## YOUR INSTRUCTIONS
Take the material below and reproduce, word for word, only the lines from the line with "Target: puppy's nose" through the line with "Place a marker on every instance of the puppy, each".

[[ PROVIDED DATA, beginning ]]

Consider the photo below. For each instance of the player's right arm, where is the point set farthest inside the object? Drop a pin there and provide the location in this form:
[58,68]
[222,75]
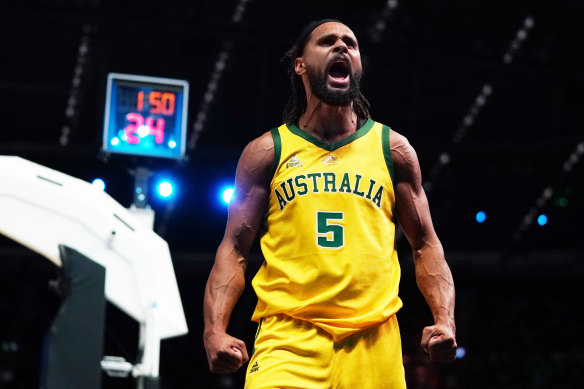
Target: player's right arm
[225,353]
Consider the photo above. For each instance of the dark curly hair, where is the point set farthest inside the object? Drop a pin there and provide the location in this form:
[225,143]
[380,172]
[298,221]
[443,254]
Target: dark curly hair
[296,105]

[[ PROVIDED DATA, end ]]
[[ PROVIDED DATA, beginning ]]

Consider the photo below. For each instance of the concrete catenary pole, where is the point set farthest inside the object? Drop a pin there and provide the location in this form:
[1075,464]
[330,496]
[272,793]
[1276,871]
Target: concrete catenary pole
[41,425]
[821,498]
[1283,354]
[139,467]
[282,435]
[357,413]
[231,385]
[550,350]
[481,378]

[[ PROVIDED DATA, end ]]
[[ PROVIDED DATA, beginning ]]

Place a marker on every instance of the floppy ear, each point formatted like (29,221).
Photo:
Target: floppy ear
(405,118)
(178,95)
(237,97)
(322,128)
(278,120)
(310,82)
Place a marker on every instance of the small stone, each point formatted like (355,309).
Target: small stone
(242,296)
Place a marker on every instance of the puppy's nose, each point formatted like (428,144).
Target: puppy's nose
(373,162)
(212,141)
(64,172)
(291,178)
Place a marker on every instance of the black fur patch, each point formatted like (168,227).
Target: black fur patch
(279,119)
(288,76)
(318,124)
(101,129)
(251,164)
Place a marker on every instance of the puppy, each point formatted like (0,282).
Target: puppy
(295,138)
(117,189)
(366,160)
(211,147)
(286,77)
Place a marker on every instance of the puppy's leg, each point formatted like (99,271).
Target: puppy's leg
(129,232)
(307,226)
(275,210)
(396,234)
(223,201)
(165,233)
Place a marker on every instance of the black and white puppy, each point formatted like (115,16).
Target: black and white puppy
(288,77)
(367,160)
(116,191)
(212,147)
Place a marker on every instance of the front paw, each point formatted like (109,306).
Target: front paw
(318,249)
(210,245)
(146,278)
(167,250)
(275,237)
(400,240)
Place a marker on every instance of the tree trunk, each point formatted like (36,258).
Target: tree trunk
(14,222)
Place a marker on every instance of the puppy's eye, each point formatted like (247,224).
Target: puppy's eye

[[ PROVIDED DATA, end ]]

## REPLY
Target: puppy's nose
(373,162)
(212,141)
(64,172)
(291,178)
Place a marker on every instance of the black fur patch, each point formatted like (168,227).
Target: black fur patch
(279,119)
(288,76)
(318,124)
(101,129)
(251,164)
Place a marker on every instance of the puppy, each point formatted like (0,282).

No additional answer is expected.